### QUOTED PASSAGE

# Rogers WMA Still Hunting Only



## StillWLKR (Dec 23, 2013)

Anyone been there, from most maps looks good, plenty of water and some mixed natural cover along rows of pines.
Just haven't seen much posting about this place. Going sometime after Christmas, when it reverts back to either sex.


----------



## jaymax00 (Dec 24, 2013)

If you are talking about Rogers tract. In Wayne co it use to have hogs in there and some deer. I do know it had a lot of road hunting going on, and heard rumors of night hunting. I hunted the first three years it opened. I never once seen any Dnr presence other than the signs they put up. Between Rogers tract and little Satilla there is close to 20000 acres, you would think the Dnr would help this resource better than they are. And yes we have called the Dnr several times. Jay


----------



## huntingonthefly (Dec 24, 2013)

Years ago, the Little Satilla check station was about rotted down n grown up in high grass n weeds. Dog hunting was wide open. River trashed up. People camping anywhere. Ever change?


----------



## jaymax00 (Dec 24, 2013)

Nope not a thing. I went twice this year and was lucky enough to kill a 3 pointer. As My brother and I were heading out a man was standing on the edge of the road with his  rifle. Had his little ground blind of branches and all. A fine waste of a great resource.


----------



## StillWLKR (Dec 25, 2013)

Well, looks as if it warrants a drive by, but by the sound of what you all are saying, may not be worth the trouble. And that's too bad. But thanks for the info. I'm in Coffee county, and since I've been here, lots of night hunting, even last night several shots and 2 new carcass's left on side of road. Have called DNR in past, and no change, yet. Thus the reason for somewhere other than here.

Really appreaciate the heads up. will look into it and give a follow up what I see. Like I said, Topo looks good, plenty of browse and water. Will keep my eyes open and drop an update to what I see.


----------



## jaymax00 (Dec 25, 2013)

Sounds good man, let me know how it looks. We will be at little Satilla this weekend and might ride over there and check it out also.


----------



## StillWLKR (Dec 26, 2013)

(Bounding-box records)
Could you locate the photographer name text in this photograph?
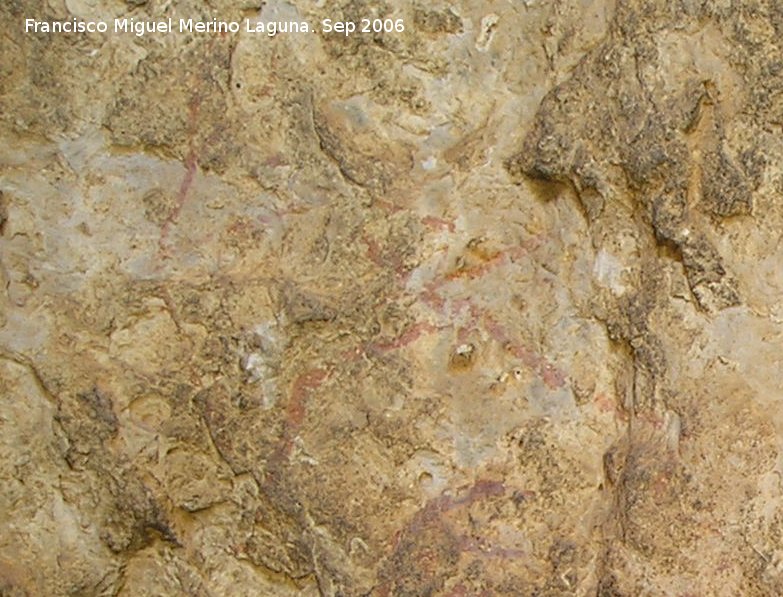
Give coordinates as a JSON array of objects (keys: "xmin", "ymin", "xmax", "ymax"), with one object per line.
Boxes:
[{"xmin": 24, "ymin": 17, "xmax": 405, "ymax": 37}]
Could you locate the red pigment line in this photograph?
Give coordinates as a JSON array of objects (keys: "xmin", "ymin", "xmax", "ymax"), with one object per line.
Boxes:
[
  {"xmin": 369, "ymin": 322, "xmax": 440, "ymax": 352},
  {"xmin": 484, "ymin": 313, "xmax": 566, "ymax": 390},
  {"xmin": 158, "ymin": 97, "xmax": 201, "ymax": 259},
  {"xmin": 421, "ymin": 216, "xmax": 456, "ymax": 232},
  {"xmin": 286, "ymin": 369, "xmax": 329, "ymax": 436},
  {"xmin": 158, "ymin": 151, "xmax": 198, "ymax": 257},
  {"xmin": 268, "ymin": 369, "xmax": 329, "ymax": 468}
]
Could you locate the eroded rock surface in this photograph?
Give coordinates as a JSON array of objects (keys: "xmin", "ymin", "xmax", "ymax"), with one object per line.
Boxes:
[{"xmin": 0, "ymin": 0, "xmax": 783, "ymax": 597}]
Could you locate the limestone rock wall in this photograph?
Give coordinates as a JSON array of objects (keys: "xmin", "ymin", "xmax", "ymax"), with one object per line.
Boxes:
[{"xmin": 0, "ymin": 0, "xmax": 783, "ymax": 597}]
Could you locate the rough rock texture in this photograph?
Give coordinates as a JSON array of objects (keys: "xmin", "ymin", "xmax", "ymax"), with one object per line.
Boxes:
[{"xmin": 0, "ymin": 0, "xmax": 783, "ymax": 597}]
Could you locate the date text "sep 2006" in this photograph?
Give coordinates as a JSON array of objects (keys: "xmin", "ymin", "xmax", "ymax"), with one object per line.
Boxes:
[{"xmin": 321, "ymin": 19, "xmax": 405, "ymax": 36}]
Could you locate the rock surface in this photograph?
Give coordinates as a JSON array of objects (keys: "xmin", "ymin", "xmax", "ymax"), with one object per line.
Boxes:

### REQUIREMENTS
**A.** According to the Rogers WMA thread, roughly how many acres lie between Rogers tract and Little Satilla?
**B.** What conditions at Little Satilla does the Rogers WMA thread say huntingonthefly recalls from years ago? List all of them.
**C.** Can you extend the Rogers WMA thread from where it stops?
The entries play no part here.

### OUTPUTS BY TASK
**A.** Close to 20,000 acres.

**B.**
- The check station was about rotted down and grown up in high grass and weeds.
- Dog hunting was wide open.
- The river was trashed up.
- People were camping anywhere.

**C.**
Well, me and the wife rode over there today. First we checked out little Satilla area. Roads good, very deep ditches on either side and maybe some spots to pass one another on the road, but otherwise, not to bad. We were there around 11:30ish, took a side road over to the river, pretty clean if you ask me. There was some sign, but not much. Very thick brush, still some open areas to put yourself up in a lane or two, but most of those you would need to park a ways off and walk back, to hunt. maybe 1/4 to 1/2 mile. (lots of older red flag markers, quite old)

Now I only made a loop on the south west side of the area. Sign up sheet showed only 5 sign ins since October. Very little traffic but due to sandy roads, hard to tell. I might give it a try next week when holidays are thru.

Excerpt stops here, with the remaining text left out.